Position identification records
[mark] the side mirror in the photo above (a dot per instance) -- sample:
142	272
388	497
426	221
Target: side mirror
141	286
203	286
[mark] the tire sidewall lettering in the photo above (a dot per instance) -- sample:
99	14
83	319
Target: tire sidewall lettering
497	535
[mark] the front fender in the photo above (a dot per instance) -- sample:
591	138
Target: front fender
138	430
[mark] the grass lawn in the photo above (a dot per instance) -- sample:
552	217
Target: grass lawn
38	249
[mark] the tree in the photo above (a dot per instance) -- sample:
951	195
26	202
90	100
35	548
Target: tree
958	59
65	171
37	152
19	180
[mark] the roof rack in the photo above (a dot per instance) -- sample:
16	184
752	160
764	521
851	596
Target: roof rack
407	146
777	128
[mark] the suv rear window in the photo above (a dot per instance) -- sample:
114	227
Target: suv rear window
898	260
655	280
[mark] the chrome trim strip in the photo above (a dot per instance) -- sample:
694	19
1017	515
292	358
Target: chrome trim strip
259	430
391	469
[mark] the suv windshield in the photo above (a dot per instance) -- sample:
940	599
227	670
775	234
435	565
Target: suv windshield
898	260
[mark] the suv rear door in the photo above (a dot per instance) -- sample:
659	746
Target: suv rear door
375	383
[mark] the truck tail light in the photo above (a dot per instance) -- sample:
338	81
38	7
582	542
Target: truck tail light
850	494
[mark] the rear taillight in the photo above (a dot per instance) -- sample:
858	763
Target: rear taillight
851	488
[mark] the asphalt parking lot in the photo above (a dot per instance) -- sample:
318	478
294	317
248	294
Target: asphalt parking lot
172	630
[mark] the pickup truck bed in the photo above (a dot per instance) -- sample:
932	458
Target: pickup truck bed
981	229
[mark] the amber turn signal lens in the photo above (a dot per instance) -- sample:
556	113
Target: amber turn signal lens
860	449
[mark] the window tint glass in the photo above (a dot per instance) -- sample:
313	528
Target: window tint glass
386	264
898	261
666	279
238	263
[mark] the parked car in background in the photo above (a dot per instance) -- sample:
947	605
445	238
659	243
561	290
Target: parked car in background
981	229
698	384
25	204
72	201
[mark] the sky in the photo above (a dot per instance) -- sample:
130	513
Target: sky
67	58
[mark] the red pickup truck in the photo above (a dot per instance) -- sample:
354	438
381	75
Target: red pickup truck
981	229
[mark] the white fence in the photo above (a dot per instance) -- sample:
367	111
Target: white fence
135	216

==

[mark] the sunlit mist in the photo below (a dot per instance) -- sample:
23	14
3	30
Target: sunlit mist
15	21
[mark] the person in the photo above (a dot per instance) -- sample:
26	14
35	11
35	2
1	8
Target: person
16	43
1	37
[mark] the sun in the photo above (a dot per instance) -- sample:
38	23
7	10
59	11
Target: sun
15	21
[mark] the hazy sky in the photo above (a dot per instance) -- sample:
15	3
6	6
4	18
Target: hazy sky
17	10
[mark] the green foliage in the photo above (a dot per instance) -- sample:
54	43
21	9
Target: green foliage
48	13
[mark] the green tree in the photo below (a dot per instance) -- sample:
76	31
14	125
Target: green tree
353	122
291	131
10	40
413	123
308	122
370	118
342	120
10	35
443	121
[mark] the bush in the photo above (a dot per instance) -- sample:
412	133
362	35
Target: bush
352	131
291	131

EXERCISE REQUIREMENTS
Return each line from the entries above that includes the word "mirror".

TASK SOLUTION
[mark] the side mirror in the photo above (a dot per instance) -- sample:
Target: side mirror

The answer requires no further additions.